PASSAGE TO READ:
-- start --

Leaving Home
Photo by Jackie Nickerson for Travel and Leisure Magazine
There are many places in Ireland that haunt me. The rippling waters of Strangford Lough. There’s the curl in the River Barrow where the agile water sweeps beneath the stone bridge. There are the tree boughs in Glendalough, beautifully bent by the rigors of weather. There’s the swallow curving over the cliff-face at Bloody Foreland, turning and returning, time and again.
But there are other places too, much greyer, much darker and more ordinary: one of these is the short-term parking lot in Dublin Airport.
The parking lot is, most of the time, a place of hustle and hum: designed for the quick pick-up or the harried goodbye. People zoom in and out. The florescent lights flicker. Nobody stays much more than an hour or two. It is, after all, the most expensive parking lot in the airport. Nobody wants to hang around. It is a sort of no-man’s land. But every now and then it becomes the saddest, most poignant place in the country. A car pulls in. The barrier rises. A family piles out. They struggle with their suitcases. They leave the car door unlocked. They walk towards the terminal. You can recognise them by the tears streaming down their faces. Sometimes it takes an hour or two, sometimes it takes a couple of days before the airport authorities realise that there is a car in short-term parking longer than it should be. Often the parking ticket is found on the dashboard. On the front seat they find mortgage papers. In the glove box they find the terms of the car lease. In the backseat they might find a child’s toy, or a letter, or a school copybook. A life abandoned. The family is not coming back. The economy has wrecked them. They are done with Ireland, or Ireland is done with them. They are on their way to London, or Dresden, or New York, or Sydney, to make a new life away from the country that will always, in some way or other, haul them home.
We are all familiar with the story of leaving something adored behind, but nobody leaves quite like the Irish. We have been going for centuries. We left on coffin ships for America. We left on cattle boats for England. We left on jetliners for the seven continents. There have been a myriad of reasons for leaving of course – the hunger, the economy, the pettiness, the greed, the stranglehold of the Church – but perhaps one of the other reasons we leave is because we want to remember, and nobody remembers quite as powerfully as those who have left everything behind. Leaving is a form of memory-making. There is, in the emigrant, a desire to wound himself or herself. The emigrant carries the scar in order to be able to remember the moment of loss. It skirts close to nostalgia and sentimentality, but it also skirts close to violence and love.
I have been gone from Ireland for almost thirty years, yet I can’t shake the word “home” from my idea of her. I try to maintain a good degree of skepticism about where I came from because it is, in so many ways, a spectacular ruin. Our sad love songs. Our happy wars. Our stunned submission to power. Our embrace of the robber barons. Our complicity of silence in the face of financial thuggery. Our willingness, especially in the beginning of the 21st century, to allow our heritage to be demolished. There were office buildings built over ancient Viking sites. There were roads allowed to go through holy shrines. Cranes swung like toy things over the skyline of Dublin. “Model” villages were built in the middle of nowhere, only to become ghosts of themselves.

-- end --

GIVEN MATERIAL:
-- start --

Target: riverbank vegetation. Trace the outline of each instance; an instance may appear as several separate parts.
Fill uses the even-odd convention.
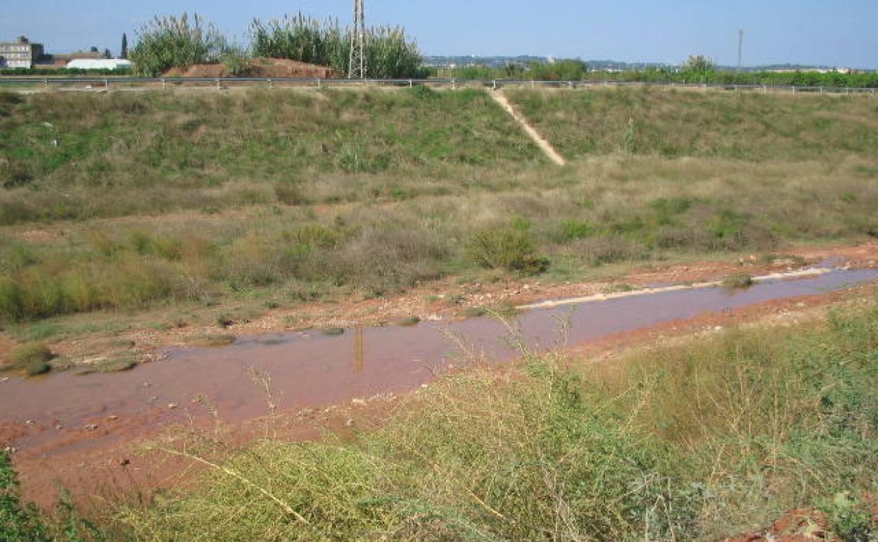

-- end --

WHAT TO DO:
**a.** From the essay titled "Leaving Home," reproduce word for word the passage that begins at the words "We are all familiar" and stops after the words "violence and love.".
**b.** List every place in Ireland that the opening paragraph of the "Leaving Home" essay names.

THE RESULTS:
**a.**
We are all familiar with the story of leaving something adored behind, but nobody leaves quite like the Irish. We have been going for centuries. We left on coffin ships for America. We left on cattle boats for England. We left on jetliners for the seven continents. There have been a myriad of reasons for leaving of course – the hunger, the economy, the pettiness, the greed, the stranglehold of the Church – but perhaps one of the other reasons we leave is because we want to remember, and nobody remembers quite as powerfully as those who have left everything behind. Leaving is a form of memory-making. There is, in the emigrant, a desire to wound himself or herself. The emigrant carries the scar in order to be able to remember the moment of loss. It skirts close to nostalgia and sentimentality, but it also skirts close to violence and love.

**b.**
Strangford Lough
River Barrow
Glendalough
Bloody Foreland